═══ EXERCISE INPUTS ═══

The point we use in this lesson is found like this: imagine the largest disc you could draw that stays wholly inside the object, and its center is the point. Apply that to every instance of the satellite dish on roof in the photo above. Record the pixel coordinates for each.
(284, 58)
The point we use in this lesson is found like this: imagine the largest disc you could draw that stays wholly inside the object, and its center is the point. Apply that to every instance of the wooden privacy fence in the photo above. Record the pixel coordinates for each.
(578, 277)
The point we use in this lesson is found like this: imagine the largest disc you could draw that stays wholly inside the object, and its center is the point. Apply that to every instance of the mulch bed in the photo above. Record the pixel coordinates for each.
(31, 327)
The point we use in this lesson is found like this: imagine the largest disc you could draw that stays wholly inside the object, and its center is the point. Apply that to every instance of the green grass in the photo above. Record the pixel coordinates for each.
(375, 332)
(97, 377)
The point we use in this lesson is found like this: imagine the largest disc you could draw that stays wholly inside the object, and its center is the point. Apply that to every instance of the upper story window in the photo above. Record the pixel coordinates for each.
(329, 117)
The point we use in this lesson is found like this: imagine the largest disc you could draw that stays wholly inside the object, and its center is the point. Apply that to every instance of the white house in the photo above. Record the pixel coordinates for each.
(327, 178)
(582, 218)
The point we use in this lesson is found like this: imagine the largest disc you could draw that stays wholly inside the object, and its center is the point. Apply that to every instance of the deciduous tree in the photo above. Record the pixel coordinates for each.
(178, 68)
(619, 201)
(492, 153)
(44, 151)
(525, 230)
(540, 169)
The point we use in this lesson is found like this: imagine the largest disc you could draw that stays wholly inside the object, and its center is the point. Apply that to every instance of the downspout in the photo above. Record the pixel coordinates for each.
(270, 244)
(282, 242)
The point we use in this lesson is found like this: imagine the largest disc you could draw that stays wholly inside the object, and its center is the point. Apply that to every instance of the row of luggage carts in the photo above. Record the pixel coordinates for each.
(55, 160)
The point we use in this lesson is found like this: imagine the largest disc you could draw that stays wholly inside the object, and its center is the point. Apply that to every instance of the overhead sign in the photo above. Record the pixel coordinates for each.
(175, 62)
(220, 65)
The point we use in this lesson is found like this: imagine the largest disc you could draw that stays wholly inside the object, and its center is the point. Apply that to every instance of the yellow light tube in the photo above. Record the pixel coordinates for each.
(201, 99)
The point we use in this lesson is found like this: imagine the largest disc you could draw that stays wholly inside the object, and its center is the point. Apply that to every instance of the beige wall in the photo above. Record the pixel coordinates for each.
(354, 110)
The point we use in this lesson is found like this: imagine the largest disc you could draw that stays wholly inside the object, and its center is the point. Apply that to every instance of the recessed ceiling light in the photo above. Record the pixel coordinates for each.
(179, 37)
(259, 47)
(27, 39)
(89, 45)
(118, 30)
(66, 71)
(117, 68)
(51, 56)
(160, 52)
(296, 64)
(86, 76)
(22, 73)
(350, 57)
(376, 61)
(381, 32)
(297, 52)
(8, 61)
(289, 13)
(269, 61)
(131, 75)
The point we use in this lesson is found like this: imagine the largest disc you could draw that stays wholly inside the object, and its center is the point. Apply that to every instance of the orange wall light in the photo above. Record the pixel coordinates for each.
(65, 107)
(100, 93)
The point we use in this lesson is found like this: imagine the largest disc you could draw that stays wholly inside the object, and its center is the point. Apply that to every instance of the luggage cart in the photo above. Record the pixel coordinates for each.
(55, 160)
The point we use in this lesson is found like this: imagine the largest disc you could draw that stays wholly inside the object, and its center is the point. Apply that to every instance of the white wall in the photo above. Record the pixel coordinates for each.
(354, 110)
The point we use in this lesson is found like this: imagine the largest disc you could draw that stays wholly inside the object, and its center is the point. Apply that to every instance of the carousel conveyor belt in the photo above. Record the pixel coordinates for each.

═══
═══ EXERCISE INPUTS ═══

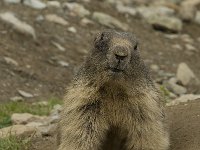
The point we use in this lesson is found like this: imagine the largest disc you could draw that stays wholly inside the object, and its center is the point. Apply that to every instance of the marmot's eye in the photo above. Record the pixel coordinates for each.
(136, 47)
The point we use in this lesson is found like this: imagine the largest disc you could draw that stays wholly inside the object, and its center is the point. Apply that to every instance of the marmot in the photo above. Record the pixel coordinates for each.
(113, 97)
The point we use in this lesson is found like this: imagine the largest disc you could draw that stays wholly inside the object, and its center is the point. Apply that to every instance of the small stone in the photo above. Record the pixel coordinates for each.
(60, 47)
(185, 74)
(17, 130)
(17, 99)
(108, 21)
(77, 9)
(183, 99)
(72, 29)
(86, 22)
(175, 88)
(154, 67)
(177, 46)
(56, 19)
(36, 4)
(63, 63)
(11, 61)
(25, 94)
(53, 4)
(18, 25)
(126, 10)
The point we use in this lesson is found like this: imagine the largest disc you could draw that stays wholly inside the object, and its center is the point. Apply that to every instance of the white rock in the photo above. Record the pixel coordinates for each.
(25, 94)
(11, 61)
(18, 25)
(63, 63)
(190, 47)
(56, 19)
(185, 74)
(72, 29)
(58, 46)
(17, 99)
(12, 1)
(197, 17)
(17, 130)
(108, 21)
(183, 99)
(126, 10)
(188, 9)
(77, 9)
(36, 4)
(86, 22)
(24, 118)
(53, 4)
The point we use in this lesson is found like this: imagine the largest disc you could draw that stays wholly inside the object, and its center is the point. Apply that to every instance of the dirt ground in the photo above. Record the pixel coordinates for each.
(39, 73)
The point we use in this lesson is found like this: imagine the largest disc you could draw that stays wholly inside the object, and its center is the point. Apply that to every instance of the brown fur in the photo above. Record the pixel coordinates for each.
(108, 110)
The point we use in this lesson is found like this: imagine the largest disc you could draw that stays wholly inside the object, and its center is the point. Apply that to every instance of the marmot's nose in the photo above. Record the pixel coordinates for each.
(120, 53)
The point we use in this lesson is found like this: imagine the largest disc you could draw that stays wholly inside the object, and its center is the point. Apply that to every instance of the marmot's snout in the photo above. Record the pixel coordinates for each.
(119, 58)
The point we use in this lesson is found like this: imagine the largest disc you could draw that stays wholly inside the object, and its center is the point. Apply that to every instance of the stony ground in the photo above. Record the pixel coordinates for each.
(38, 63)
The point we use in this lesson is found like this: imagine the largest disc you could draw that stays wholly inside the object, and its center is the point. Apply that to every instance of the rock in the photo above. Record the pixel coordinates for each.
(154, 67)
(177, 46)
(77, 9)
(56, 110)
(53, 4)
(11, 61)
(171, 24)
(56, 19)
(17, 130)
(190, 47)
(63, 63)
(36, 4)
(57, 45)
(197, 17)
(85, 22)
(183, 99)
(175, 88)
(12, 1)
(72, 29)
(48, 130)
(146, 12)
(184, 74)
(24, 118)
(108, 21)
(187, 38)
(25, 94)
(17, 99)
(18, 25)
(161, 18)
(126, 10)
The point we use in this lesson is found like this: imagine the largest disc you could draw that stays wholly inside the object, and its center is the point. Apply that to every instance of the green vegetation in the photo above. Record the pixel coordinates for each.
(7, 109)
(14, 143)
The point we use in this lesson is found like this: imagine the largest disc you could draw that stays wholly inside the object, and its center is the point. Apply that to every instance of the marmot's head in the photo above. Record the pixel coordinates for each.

═══

PROMPT — Pull out each line of the data above that contains the word "white", and copy it in full.

SOLUTION BELOW —
The point we use in this lesson is found like this: imagine the largest disc you could draw that stays wholly inside the object, and its center is the point. Apply that to every instance of the white house in the photo above. Record the pixel coordinates for each.
The point we use in this lesson is found like this: imagine the largest disc you could draw that stays wholly inside the object, and its center is the point. Apply that to every instance of the white wall in the photo above. Record the pixel coordinates for each.
The point we use in this lesson is found like this: imagine the largest disc you could draw that stays wholly inside the object, and its center is the point. Apply that to every instance of the white rock in the photo above. Record the pixel coordinates for each.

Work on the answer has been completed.